EXERCISE INSTRUCTIONS - Please copy all of the records below word for word, keeping every line in its original order.

GIVEN RECORDS -
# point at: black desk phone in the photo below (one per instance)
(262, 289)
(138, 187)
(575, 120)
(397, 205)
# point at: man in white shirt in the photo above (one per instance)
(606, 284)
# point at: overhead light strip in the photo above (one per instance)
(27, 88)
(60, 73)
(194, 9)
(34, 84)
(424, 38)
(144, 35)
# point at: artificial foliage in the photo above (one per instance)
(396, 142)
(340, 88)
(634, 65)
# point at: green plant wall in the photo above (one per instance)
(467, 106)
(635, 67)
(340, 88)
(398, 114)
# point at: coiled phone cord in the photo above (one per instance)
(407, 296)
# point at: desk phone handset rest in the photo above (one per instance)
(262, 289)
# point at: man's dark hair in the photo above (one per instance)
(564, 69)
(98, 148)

ANSWER TO THIS PROBLEM -
# point at: black desk phone in the photo below (one per instance)
(262, 289)
(138, 187)
(575, 120)
(397, 205)
# point at: man in white shirt in the photo above (one per instance)
(606, 284)
# point at: overhead light strip in the photo above (one per instance)
(27, 88)
(60, 73)
(194, 9)
(34, 84)
(424, 38)
(144, 35)
# point at: artificial foliage in the photo above (one per instance)
(396, 142)
(340, 88)
(634, 65)
# point at: green plant wall in the photo above (one per instance)
(467, 106)
(635, 67)
(340, 88)
(398, 114)
# point at: coiled phone cord in the photo above (one per instance)
(407, 296)
# point at: desk phone handset rest in the photo above (one per instance)
(262, 289)
# point at: man's dark hair in the photo above (one per instance)
(564, 69)
(98, 148)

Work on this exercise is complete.